▶ _WHAT YOU WILL DO_: Copy the records word for word, everything from the start down to the line containing "[[129, 127]]", with both ends included. Leave the pictures out.
==============================
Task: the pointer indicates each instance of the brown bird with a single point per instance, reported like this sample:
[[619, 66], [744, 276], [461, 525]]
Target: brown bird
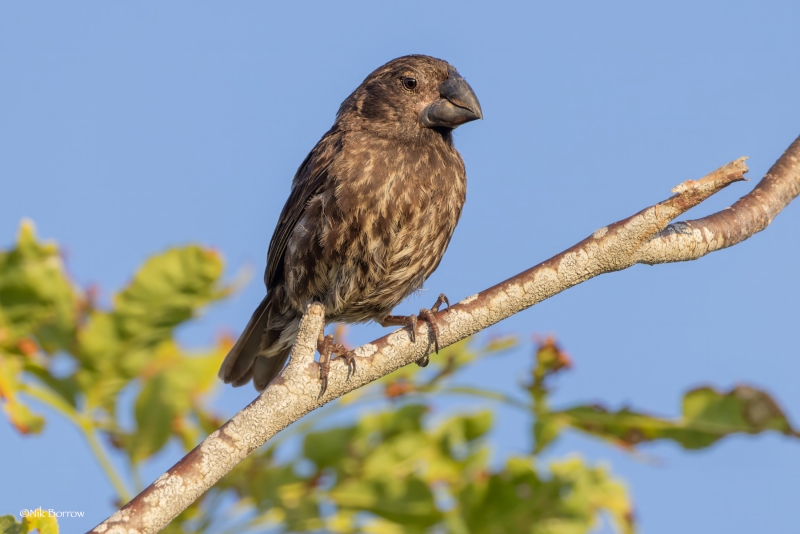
[[370, 214]]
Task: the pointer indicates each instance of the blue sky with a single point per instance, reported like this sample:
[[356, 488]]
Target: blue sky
[[129, 127]]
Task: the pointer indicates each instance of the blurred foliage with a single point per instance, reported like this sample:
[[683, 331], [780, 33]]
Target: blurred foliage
[[39, 522], [388, 466]]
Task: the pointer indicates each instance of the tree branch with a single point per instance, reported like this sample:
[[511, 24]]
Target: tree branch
[[646, 237]]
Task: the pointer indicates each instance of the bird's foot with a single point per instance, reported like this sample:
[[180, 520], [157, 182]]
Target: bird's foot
[[411, 322], [327, 348]]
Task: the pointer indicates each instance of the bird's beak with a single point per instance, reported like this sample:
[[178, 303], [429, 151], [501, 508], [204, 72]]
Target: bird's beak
[[457, 105]]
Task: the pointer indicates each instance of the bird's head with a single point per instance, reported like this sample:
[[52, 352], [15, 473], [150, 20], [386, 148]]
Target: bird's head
[[409, 95]]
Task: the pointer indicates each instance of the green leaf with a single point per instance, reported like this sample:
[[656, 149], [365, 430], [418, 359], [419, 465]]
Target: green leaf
[[42, 524], [18, 413], [406, 500], [36, 296], [168, 290], [9, 525], [708, 416], [164, 406]]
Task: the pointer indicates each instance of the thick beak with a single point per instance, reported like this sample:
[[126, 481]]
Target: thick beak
[[457, 105]]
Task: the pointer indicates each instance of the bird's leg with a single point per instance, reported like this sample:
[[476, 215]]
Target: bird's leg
[[327, 348], [411, 321]]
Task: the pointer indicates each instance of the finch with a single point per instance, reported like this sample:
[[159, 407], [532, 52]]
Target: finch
[[370, 214]]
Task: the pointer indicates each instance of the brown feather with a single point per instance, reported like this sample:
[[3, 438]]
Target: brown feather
[[370, 214]]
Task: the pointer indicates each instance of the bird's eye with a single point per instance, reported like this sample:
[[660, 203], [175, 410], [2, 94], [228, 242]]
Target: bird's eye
[[409, 84]]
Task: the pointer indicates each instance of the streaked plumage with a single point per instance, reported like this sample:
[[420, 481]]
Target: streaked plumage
[[370, 214]]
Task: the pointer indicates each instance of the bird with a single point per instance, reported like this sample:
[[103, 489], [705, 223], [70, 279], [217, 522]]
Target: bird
[[371, 211]]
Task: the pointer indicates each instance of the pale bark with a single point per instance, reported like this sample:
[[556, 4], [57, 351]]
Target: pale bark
[[646, 237]]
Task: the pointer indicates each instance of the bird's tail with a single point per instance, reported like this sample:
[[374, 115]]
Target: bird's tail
[[262, 349]]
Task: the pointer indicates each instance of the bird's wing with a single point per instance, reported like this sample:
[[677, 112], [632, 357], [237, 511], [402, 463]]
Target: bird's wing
[[308, 181]]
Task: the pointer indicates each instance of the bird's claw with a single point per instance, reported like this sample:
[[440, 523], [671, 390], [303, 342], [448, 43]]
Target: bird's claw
[[411, 322], [327, 348]]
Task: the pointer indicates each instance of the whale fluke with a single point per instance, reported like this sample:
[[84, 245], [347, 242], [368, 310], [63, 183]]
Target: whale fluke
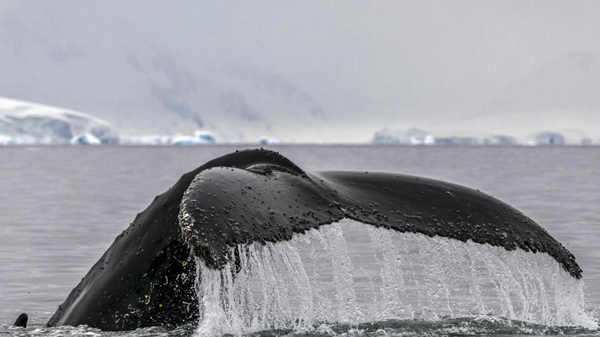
==============================
▶ _REPLY TO THE TASK_:
Task: the pointer indicates each instance of the brown bird with a single point per instance, reported like this sample:
[[619, 66], [744, 276], [461, 525]]
Target: brown bird
[[370, 214]]
Task: the pointer indicates each instance of the blue sky with a single point per instance, reported like this sample:
[[356, 488]]
Target: blue sky
[[129, 127]]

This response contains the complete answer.